▶ **Consignes de travail**:
1. Recopiez, dans l'extrait sur le premier confinement à Codogno, le passage situé entre « Cette décision, Francesco » et « tenter d'y répondre. », bornes incluses.
2. Répondez aux questions suivantes d'après l'extrait sur le premier confinement à Codogno :
(a) Combien d'ordonnances le maire a-t-il signées le lendemain matin ?
(b) Quelle procédure existait alors en Europe pour répondre à de telles menaces ?
(c) Selon Francesco Passerini, qu'a-t-il fallu créer pour tenter de répondre à l'urgence ?
3. Rédigez la suite de l'extrait sur le premier confinement à Codogno, à partir de la dernière phrase affichée.

▶ **Extrait du document**:
################
Personne ne s'y attendait. Dans la nuit du 20 au 21 février 2020, le premier cas de Covid-19 d'Europe a été identifié à Codogno, petite ville italienne sans histoires sur laquelle le monde entier allait bientôt braquer son regard. Le lendemain matin, le maire Francesco Passerini signait quatre ordonnances décrétant la fermeture de toutes les activités. C'était le premier confinement du continent.
Cette décision, Francesco Passerini l'a prise seul, en quelques heures. En effet, aucune procédure n'existait pour répondre à de telles menaces, du moins en Europe. Le maire s'est retrouvé dans la situation de devoir combattre un virus inconnu, et qui n'avait pas encore été détecté sous nos latitudes. Interview.
Vous avez découvert que le premier cas de Covid-19 d'Europe avait été détecté dans votre ville dans la nuit du 20 au 21 février. Qu'avez-vous fait?
Francesco Passerini: Nous avons essayé de repérer le maximum d'informations possible, de faire preuve de logique et d'identifier les problématiques principales. Il s'agissait d'une urgence qui n'avait encore été codifiée et qui n'avait jamais été vue, du moins pas au cours du dernier siècle. Tout était nouveau. Nous avons dû créer de nouvelles procédures pour tenter d'y répondre.
################
▶ **Données à examiner**:
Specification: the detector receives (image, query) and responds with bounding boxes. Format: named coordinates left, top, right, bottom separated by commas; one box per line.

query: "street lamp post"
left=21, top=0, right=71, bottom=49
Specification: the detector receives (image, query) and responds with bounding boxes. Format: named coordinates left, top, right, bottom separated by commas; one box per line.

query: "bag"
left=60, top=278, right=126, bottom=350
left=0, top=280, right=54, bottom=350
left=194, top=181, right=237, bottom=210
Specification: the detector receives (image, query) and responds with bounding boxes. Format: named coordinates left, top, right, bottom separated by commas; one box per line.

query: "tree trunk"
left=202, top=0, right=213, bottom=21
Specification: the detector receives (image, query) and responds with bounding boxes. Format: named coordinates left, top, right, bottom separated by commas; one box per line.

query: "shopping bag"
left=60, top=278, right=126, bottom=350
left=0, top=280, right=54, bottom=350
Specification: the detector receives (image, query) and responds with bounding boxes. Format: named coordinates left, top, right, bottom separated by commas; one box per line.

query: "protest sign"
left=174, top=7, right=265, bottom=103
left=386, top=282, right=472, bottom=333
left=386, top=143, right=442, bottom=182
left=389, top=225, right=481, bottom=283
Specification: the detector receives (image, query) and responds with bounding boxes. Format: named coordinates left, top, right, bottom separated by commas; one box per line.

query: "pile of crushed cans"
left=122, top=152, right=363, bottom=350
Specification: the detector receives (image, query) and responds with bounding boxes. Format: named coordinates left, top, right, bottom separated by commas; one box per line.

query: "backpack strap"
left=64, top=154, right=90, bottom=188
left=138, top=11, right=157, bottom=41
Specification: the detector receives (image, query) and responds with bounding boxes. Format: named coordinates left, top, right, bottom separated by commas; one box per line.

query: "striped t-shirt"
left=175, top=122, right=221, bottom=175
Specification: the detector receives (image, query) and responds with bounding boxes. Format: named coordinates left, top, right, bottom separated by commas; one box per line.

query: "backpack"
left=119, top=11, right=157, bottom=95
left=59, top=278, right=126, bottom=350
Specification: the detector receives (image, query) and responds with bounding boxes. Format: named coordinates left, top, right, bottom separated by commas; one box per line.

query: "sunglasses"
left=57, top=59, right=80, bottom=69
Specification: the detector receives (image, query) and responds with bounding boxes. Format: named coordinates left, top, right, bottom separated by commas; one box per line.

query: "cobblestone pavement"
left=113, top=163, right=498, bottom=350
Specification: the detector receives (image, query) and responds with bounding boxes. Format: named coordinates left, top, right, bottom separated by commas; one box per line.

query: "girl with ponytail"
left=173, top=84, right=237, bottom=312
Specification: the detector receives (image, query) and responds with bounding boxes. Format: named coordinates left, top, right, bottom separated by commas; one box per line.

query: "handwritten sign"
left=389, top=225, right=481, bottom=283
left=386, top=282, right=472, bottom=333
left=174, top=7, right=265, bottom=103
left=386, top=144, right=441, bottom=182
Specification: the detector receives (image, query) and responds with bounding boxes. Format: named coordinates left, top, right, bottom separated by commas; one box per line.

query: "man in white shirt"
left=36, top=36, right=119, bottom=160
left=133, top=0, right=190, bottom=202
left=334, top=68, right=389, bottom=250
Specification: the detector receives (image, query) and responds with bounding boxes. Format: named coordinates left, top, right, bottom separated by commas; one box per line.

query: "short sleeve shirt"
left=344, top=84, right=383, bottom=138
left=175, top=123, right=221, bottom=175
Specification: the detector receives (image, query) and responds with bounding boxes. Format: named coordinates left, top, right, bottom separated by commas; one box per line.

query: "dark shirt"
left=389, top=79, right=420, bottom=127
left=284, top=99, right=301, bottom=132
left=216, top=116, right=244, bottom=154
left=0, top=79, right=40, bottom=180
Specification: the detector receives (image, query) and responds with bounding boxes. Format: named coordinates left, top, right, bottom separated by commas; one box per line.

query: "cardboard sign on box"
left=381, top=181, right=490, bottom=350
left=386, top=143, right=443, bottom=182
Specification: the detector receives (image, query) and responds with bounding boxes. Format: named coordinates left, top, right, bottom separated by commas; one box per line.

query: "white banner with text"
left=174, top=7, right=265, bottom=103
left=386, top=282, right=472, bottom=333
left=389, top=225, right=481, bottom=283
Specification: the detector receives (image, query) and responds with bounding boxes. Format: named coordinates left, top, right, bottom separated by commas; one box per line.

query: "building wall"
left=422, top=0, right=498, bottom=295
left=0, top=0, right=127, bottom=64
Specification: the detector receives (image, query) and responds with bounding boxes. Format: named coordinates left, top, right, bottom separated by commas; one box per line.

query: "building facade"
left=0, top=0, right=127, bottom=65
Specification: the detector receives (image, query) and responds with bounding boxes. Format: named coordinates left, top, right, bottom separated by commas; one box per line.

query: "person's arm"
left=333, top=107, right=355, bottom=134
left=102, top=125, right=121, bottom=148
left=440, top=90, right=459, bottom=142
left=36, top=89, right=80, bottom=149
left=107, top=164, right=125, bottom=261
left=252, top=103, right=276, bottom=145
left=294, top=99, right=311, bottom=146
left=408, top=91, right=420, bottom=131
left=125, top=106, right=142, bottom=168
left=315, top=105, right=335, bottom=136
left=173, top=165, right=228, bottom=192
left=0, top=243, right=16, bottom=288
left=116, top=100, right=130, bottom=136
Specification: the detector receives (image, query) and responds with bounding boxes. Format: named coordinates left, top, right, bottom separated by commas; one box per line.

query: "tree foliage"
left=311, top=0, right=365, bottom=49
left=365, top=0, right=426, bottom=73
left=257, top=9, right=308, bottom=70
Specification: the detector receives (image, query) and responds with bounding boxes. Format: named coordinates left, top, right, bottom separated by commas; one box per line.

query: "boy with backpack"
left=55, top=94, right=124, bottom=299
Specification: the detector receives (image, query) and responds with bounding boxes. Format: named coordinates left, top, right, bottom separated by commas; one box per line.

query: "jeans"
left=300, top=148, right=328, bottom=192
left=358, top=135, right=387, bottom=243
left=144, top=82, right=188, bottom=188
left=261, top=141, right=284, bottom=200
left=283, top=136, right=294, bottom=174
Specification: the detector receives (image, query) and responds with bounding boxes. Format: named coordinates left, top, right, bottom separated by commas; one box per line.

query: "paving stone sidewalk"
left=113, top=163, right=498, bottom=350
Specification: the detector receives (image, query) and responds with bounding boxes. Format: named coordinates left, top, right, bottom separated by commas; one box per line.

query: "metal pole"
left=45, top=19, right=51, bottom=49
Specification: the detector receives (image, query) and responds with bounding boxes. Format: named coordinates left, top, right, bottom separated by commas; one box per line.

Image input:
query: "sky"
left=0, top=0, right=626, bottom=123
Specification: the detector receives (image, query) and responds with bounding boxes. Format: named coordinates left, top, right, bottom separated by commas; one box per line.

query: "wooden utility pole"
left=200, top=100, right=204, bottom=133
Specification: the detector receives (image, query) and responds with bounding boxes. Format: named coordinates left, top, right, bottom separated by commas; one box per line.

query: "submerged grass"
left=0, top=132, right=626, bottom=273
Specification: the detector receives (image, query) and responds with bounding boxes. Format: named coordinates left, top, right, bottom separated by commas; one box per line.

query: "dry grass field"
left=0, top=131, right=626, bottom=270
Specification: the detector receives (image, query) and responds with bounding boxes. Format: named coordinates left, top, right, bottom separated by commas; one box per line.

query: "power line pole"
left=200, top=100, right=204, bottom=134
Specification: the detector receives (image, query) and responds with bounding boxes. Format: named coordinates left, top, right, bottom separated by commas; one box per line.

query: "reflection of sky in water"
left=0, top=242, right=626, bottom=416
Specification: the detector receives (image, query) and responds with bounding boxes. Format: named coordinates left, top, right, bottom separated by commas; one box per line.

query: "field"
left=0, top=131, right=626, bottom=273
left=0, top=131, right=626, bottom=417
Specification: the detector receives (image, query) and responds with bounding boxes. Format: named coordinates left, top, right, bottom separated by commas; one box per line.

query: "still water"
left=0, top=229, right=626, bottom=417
################
▶ **Réponses dans l'ordre**:
1.
Cette décision, Francesco Passerini l'a prise seul, en quelques heures. En effet, aucune procédure n'existait pour répondre à de telles menaces, du moins en Europe. Le maire s'est retrouvé dans la situation de devoir combattre un virus inconnu, et qui n'avait pas encore été détecté sous nos latitudes. Interview.
Vous avez découvert que le premier cas de Covid-19 d'Europe avait été détecté dans votre ville dans la nuit du 20 au 21 février. Qu'avez-vous fait?
Francesco Passerini: Nous avons essayé de repérer le maximum d'informations possible, de faire preuve de logique et d'identifier les problématiques principales. Il s'agissait d'une urgence qui n'avait encore été codifiée et qui n'avait jamais été vue, du moins pas au cours du dernier siècle. Tout était nouveau. Nous avons dû créer de nouvelles procédures pour tenter d'y répondre.

2.
(a) Quatre.
(b) Aucune.
(c) De nouvelles procédures.

3.
D'où est née l'idée de tout fermer?
On m'a informé de la situation vers minuit. Quelques heures plus tard, des milliers de personnes allaient se mettre en mouvement pour se rendre à l'école ou au travail. Codogno abrite une importante zone industrielle, qui attire chaque jour près de 3500 pendulaires. C'était ma préoccupation principale: ce flux humain devait être stoppé au plus vite. A 6h30, j'ai convoqué le conseil municipal, j'ai annoncé mon intention et j'ai promulgué l'ordonnance. Le tout a dû durer 20 secondes.
Comment avez-vous vécu cette décision?
Ce stylo pesait une tonne et demie. Aucun maire n'aurait jamais voulu signer un tel document. Ce n'était pas comme si un pouvoir central et éloigné avait décidé de confiner une commune lambda. Codogno, c'est chez moi. Signer signifiait limiter mes affections, ma vie.
Avez-vous hésité?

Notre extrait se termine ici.